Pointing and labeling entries
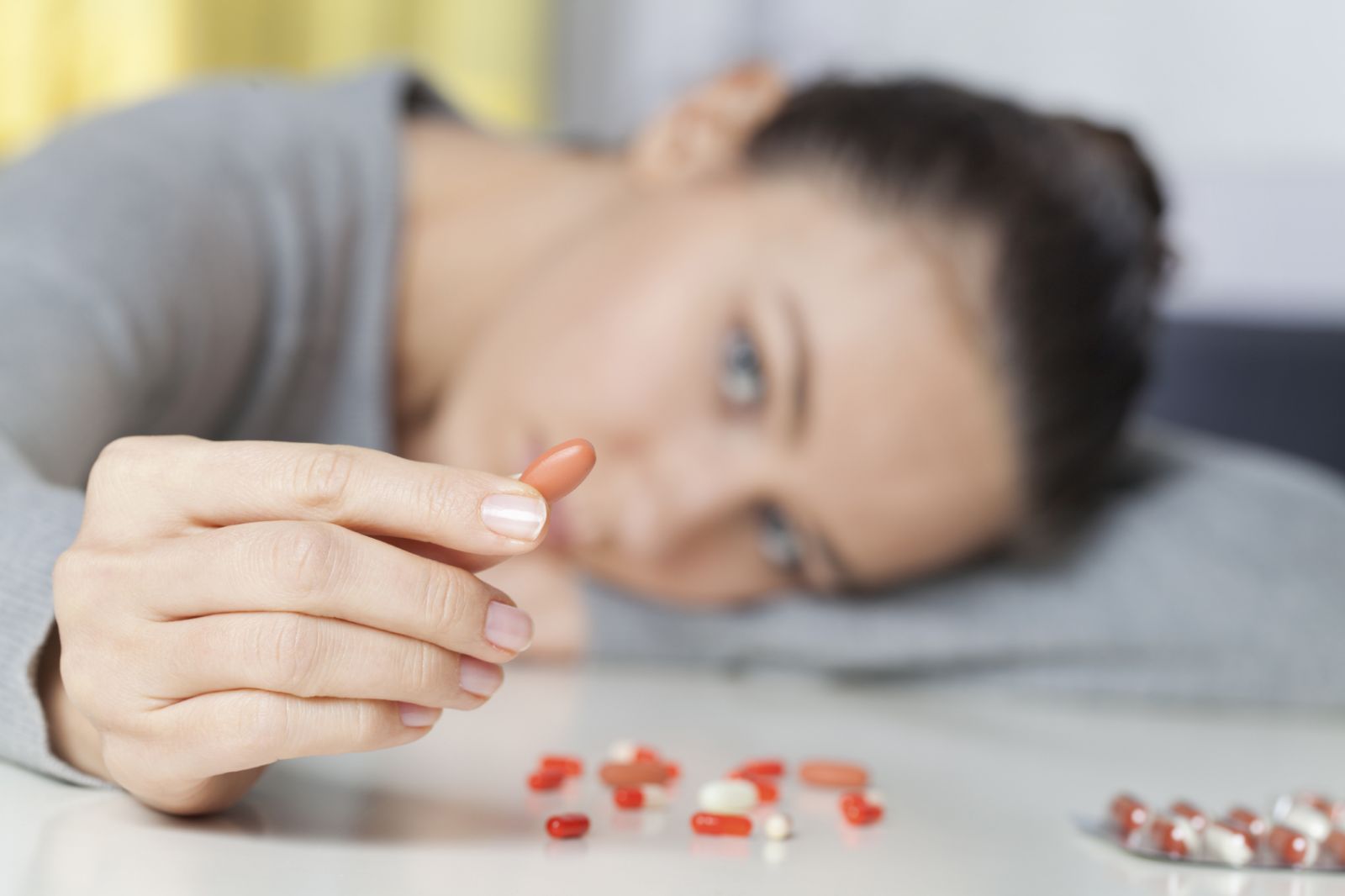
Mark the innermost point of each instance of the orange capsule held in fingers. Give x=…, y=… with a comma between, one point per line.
x=568, y=766
x=560, y=470
x=833, y=774
x=567, y=826
x=715, y=825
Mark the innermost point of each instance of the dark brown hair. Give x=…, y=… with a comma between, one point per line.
x=1078, y=213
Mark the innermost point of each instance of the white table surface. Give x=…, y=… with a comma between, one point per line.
x=981, y=788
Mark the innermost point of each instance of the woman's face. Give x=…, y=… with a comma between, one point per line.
x=783, y=387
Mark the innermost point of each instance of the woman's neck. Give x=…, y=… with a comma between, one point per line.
x=479, y=214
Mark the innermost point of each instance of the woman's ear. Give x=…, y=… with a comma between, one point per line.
x=704, y=134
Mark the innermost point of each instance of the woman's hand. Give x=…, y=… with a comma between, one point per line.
x=229, y=604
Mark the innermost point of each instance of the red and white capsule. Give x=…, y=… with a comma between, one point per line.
x=568, y=826
x=1291, y=846
x=1174, y=835
x=1129, y=814
x=641, y=797
x=1227, y=845
x=717, y=825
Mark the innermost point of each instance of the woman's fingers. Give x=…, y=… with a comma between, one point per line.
x=161, y=485
x=313, y=656
x=235, y=730
x=322, y=569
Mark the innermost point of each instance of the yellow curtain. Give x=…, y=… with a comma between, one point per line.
x=64, y=57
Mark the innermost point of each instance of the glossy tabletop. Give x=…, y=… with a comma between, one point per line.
x=981, y=788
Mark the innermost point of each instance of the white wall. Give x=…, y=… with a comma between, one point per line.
x=1241, y=101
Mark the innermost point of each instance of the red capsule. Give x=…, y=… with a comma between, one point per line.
x=1129, y=813
x=1185, y=809
x=860, y=811
x=545, y=779
x=1250, y=822
x=760, y=767
x=568, y=766
x=1290, y=846
x=715, y=825
x=1172, y=835
x=567, y=826
x=629, y=797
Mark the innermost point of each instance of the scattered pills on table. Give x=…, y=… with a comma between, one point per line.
x=568, y=826
x=1250, y=822
x=1174, y=835
x=861, y=811
x=760, y=768
x=1291, y=846
x=720, y=825
x=767, y=788
x=1185, y=809
x=833, y=774
x=778, y=826
x=634, y=772
x=1227, y=844
x=641, y=797
x=568, y=766
x=1129, y=814
x=545, y=779
x=728, y=795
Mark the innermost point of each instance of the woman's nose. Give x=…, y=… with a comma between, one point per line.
x=683, y=486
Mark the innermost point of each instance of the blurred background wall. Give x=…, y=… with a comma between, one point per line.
x=1241, y=103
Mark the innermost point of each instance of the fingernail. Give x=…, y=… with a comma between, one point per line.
x=514, y=515
x=508, y=627
x=479, y=677
x=417, y=716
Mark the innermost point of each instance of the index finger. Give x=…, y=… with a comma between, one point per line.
x=195, y=482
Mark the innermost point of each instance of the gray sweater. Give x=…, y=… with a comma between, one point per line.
x=221, y=262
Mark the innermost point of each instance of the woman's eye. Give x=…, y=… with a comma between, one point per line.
x=779, y=544
x=740, y=370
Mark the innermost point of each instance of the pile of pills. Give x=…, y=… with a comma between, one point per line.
x=1301, y=830
x=639, y=777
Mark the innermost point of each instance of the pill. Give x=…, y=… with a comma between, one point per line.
x=833, y=774
x=545, y=779
x=1306, y=821
x=632, y=774
x=861, y=811
x=1250, y=822
x=762, y=767
x=728, y=797
x=1174, y=835
x=568, y=766
x=558, y=472
x=641, y=797
x=767, y=790
x=1227, y=844
x=1185, y=809
x=1335, y=844
x=1129, y=814
x=717, y=825
x=567, y=826
x=778, y=826
x=1291, y=846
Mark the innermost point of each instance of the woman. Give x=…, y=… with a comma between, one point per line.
x=826, y=340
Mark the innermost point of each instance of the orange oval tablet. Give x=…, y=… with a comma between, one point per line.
x=833, y=774
x=560, y=470
x=632, y=774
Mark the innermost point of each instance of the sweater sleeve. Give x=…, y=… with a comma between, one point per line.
x=131, y=302
x=1221, y=579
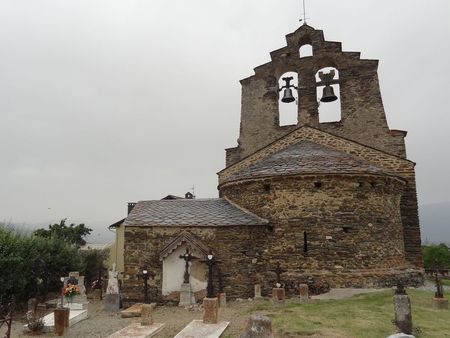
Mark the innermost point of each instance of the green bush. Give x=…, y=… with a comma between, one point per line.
x=32, y=266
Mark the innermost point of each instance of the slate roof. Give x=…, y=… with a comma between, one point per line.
x=190, y=212
x=306, y=157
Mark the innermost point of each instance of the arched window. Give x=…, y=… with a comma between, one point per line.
x=288, y=98
x=328, y=95
x=305, y=50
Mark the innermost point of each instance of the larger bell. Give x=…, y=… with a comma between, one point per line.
x=328, y=94
x=287, y=96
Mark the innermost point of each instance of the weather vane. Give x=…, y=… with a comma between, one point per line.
x=304, y=14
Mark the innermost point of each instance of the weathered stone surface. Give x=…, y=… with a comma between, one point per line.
x=59, y=320
x=440, y=303
x=211, y=314
x=258, y=326
x=402, y=309
x=303, y=293
x=278, y=294
x=147, y=314
x=222, y=300
x=257, y=291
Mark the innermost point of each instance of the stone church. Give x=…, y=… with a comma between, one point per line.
x=335, y=201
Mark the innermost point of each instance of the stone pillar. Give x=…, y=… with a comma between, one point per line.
x=402, y=308
x=278, y=295
x=222, y=299
x=211, y=314
x=258, y=291
x=440, y=303
x=146, y=314
x=60, y=315
x=304, y=293
x=258, y=326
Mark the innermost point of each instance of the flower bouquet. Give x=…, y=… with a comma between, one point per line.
x=71, y=291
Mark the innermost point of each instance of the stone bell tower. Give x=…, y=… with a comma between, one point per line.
x=362, y=117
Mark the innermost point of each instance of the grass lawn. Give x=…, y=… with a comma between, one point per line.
x=364, y=316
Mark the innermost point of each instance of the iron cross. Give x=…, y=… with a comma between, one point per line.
x=187, y=256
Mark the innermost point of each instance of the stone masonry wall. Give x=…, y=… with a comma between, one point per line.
x=238, y=248
x=362, y=114
x=397, y=165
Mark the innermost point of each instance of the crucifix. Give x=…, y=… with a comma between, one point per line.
x=187, y=256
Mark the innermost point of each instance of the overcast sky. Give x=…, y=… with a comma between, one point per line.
x=105, y=102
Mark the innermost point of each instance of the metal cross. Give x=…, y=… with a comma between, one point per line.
x=187, y=258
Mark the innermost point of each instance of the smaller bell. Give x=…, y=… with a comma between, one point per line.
x=287, y=96
x=328, y=94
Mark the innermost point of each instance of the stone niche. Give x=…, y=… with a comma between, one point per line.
x=173, y=272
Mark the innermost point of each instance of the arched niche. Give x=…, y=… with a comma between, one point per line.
x=328, y=111
x=305, y=50
x=288, y=112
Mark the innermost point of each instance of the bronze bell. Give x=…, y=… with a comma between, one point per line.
x=287, y=96
x=328, y=94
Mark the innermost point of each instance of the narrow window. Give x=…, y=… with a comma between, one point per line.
x=328, y=95
x=288, y=98
x=305, y=50
x=305, y=242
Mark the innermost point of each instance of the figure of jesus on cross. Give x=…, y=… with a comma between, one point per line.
x=187, y=256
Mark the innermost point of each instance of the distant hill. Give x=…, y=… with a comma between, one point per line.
x=435, y=222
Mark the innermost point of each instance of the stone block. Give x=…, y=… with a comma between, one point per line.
x=211, y=311
x=147, y=314
x=304, y=293
x=258, y=291
x=222, y=299
x=258, y=326
x=278, y=295
x=111, y=302
x=440, y=303
x=402, y=309
x=59, y=320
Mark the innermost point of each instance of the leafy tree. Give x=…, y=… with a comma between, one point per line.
x=72, y=234
x=436, y=253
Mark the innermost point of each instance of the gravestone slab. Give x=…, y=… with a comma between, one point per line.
x=258, y=291
x=211, y=311
x=402, y=309
x=186, y=295
x=136, y=330
x=258, y=326
x=198, y=329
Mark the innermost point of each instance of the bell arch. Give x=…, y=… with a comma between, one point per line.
x=288, y=99
x=328, y=93
x=305, y=50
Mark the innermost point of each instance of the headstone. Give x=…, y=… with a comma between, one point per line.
x=186, y=295
x=78, y=302
x=211, y=314
x=146, y=314
x=258, y=291
x=222, y=299
x=258, y=326
x=278, y=295
x=32, y=304
x=304, y=293
x=440, y=303
x=112, y=297
x=60, y=319
x=402, y=309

Directions for this task> Convert the lines starting with the line that contains "Mark the innermost point of each instance of the red capsule." and going on through the line that contains "x=195, y=482" into a two-column CSV with the columns request and points. Put each request in its own row, with its text and its answer each in a single quoted field and line breaks replaced by spaces.

Finished answer>
request,points
"Mark the innermost point of each instance of the red capsule. Give x=…, y=… with a comma between, one point per line.","x=1129, y=813 x=1185, y=809 x=860, y=811 x=545, y=779 x=1250, y=822 x=760, y=767 x=568, y=766 x=1290, y=846 x=715, y=825 x=1172, y=835 x=567, y=826 x=629, y=797"
"Mark the innermost point of each instance of the scattered pills on table. Give x=…, y=… with a comma between, one point per line.","x=568, y=826 x=1250, y=822 x=1174, y=835 x=861, y=811 x=760, y=768 x=1291, y=846 x=720, y=825 x=767, y=788 x=1185, y=809 x=833, y=774 x=778, y=826 x=634, y=772 x=1227, y=844 x=641, y=797 x=568, y=766 x=1129, y=814 x=545, y=779 x=728, y=795"
"Mark the innermost point of each instance of the woman's nose. Give x=…, y=… with a comma between, one point per line.","x=683, y=486"
"Mark the innermost point of each instance of the blurred background wall. Give x=…, y=… with a comma between, one point per line.","x=1241, y=103"
"Mark the innermost point of each instance of the fingernail. Give x=…, y=… with a comma between, one point per line.","x=514, y=515 x=508, y=627 x=479, y=677 x=417, y=716"
"Mark the innermost point of each instance of the index finger. Give x=…, y=… with a comma between, one point per line.","x=195, y=482"